* EXERCISES
(1) Write out the passage of the COTA race report from "If ever there" up to and including "Raikkonen in 13th.", word for word.
(2) Continue the COTA race report from its last sentence.

MMR Blog

MMR Community Newsletter

Posted on November 7, 2014 Comments (0)

F1

COTA track diagram

If ever there was an argument for road courses over street sources, the US grand Prix at COTA (Circuit of the Americas) made it. Here, in a race where the finishes of the first two cars was pretty much determined in qualifying, an entertaining race took place largely due to the race track on which it was held. The two Mercedes are not identical in set up and Hamilton made the right setting decisions and Rosberg did not. Bravo Hamilton. Behind the two of them, some fantastic scraps took place, the likes of which we haven’t seen in many moons. Ricciardo cleverly drove the fifth best car to third place and the Williams cars both finished ahead of the top Ferraris of Alonso in 6th and Raikkonen in 13th.

* ITEMS
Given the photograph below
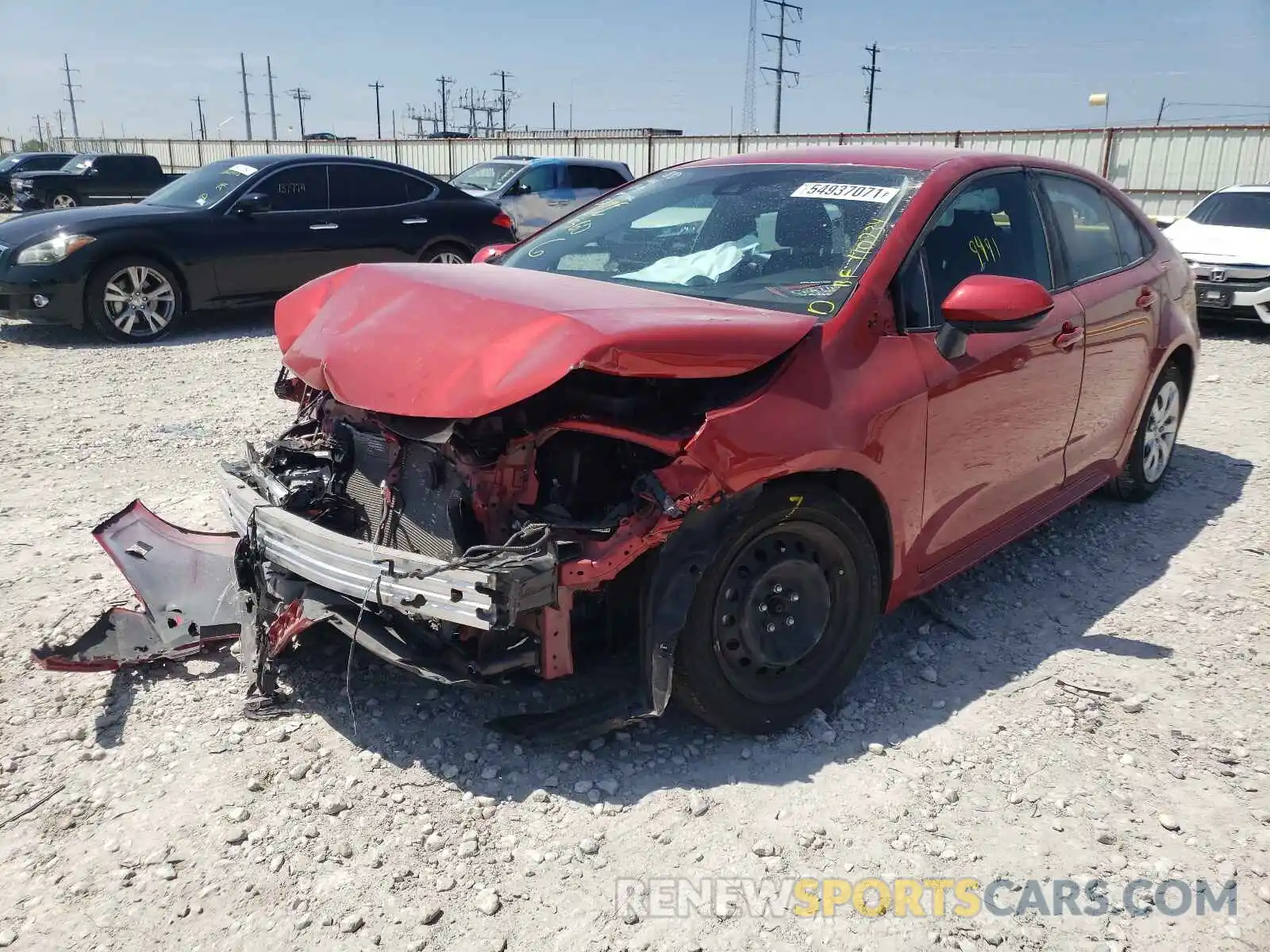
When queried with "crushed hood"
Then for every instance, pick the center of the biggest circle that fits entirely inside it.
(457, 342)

* * *

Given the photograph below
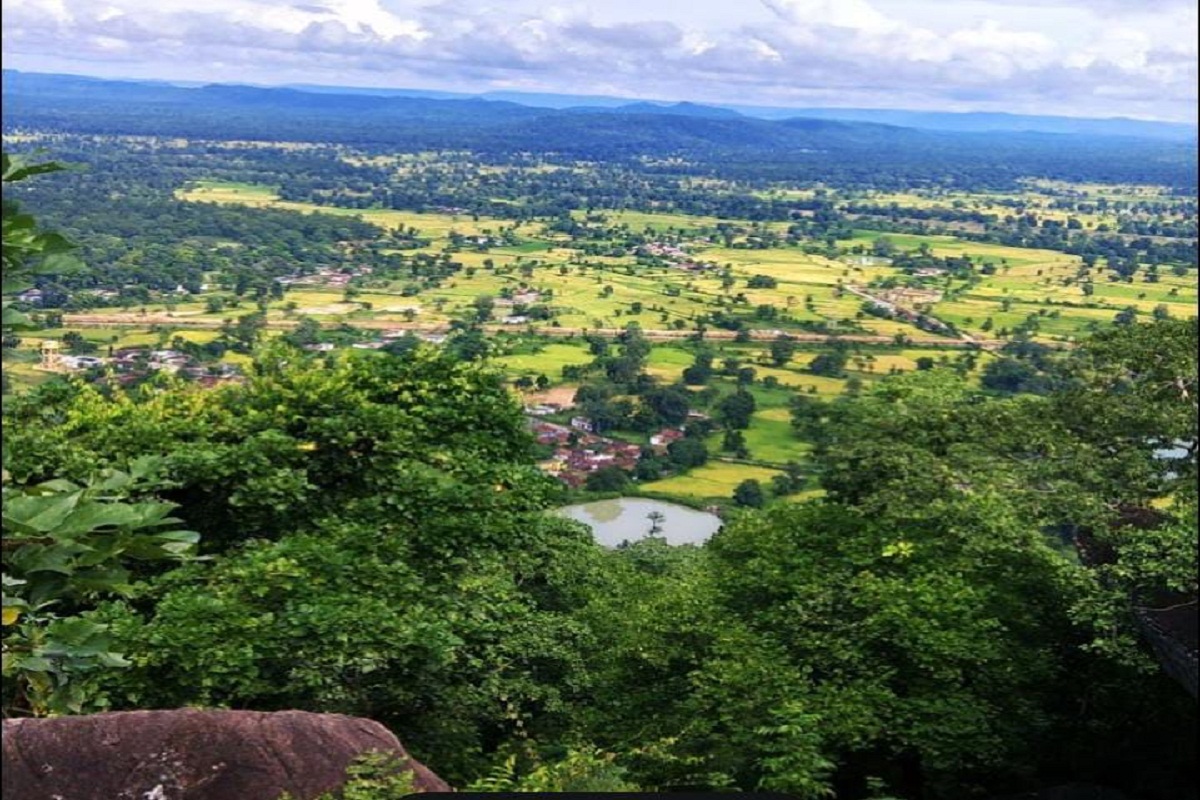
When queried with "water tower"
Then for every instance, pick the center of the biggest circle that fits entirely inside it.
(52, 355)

...

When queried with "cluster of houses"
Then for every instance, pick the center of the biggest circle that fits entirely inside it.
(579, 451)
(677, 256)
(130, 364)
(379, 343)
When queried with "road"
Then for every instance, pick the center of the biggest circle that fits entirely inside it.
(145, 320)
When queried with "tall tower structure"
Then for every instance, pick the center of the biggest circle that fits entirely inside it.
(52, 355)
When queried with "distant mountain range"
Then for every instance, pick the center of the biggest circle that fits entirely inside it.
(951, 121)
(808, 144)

* TASK-BY-TASK RESULTS
(1)
If ever there was an argument for road courses over street sources, the US grand Prix at COTA (Circuit of the Americas) made it. Here, in a race where the finishes of the first two cars was pretty much determined in qualifying, an entertaining race took place largely due to the race track on which it was held. The two Mercedes are not identical in set up and Hamilton made the right setting decisions and Rosberg did not. Bravo Hamilton. Behind the two of them, some fantastic scraps took place, the likes of which we haven’t seen in many moons. Ricciardo cleverly drove the fifth best car to third place and the Williams cars both finished ahead of the top Ferraris of Alonso in 6th and Raikkonen in 13th.

(2)
Lewis Hamilton COTA Voctor

But it was the track that was the star. It is the most interesting F1 track on the circuit and we predict, where Spa has held that unofficial title for decades, given not too much more time, COTA will be just as highly regarded. Why? Well, for one thing it is wide enough to encourage three abreast driving and for the same reason makes blocking difficult. The straights are long enough to allow trimming and tuning for high speeds and that hurts grip in the twisty bits. And, most important, it rewards aggressive driving and good set-up decisions. Strictly from a spectator’s viewpoint, this may have been the best race of the year. Bravo COTA!

Lewis Parc Ferme COTA

Noteworthy

Sergio Perez Force India

“The Force India driver (Sergio Perez) was involved in a collision on Lap 2 at the Circuit of the Americas that forced him and Adrian Sutil into retirement.” He ruined both their days and was penalized by the stewards. In questioning immediately after the incident, Sutil, was asked if he was going to go over to the Force India pit and confront Perez. No, he said that he expected Sergio to come to him. With an apology? He was asked. Well, at least an explanation, he said. (Read NASCAR below for comparison.)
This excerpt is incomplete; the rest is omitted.